EXERCISE BRIEF:
Return each line below that contains the string "target", matching case exactly.

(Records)
====

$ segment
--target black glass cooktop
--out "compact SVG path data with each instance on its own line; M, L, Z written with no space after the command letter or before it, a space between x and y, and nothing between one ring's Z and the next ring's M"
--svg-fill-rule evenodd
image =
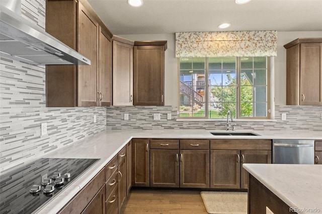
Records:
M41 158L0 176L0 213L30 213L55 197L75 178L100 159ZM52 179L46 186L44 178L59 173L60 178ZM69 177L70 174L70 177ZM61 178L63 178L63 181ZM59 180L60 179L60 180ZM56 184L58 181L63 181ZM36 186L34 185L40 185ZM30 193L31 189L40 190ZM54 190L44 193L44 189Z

====

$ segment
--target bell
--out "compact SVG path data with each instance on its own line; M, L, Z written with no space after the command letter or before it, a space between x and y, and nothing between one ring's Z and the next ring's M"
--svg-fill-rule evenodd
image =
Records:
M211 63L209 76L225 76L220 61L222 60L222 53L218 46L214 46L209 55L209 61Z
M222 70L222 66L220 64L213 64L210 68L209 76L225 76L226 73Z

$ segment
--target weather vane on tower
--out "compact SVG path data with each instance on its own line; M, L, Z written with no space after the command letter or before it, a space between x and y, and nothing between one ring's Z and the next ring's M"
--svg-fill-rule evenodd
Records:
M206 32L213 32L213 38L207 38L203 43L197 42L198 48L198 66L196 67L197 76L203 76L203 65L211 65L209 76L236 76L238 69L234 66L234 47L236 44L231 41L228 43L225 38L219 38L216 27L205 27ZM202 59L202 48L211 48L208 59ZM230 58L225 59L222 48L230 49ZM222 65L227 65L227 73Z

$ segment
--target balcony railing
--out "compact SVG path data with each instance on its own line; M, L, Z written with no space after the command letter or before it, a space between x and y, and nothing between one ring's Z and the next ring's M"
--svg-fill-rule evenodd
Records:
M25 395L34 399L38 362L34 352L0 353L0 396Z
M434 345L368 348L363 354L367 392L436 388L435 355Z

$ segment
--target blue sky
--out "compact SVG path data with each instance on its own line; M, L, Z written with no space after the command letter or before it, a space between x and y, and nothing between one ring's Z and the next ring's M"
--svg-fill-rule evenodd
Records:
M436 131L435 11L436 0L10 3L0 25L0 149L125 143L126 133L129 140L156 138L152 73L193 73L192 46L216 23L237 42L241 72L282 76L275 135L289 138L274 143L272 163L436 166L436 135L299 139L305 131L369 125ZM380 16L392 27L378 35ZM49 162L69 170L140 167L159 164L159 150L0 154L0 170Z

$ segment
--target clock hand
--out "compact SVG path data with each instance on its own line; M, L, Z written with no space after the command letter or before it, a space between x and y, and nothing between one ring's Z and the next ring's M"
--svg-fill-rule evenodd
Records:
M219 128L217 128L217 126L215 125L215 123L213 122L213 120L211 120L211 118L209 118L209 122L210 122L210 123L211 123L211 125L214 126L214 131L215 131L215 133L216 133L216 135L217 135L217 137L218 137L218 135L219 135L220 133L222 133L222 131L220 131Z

====

FULL OUTPUT:
--target black glass cooktop
--target bell
--target weather vane on tower
--target balcony railing
--target blue sky
--target clock hand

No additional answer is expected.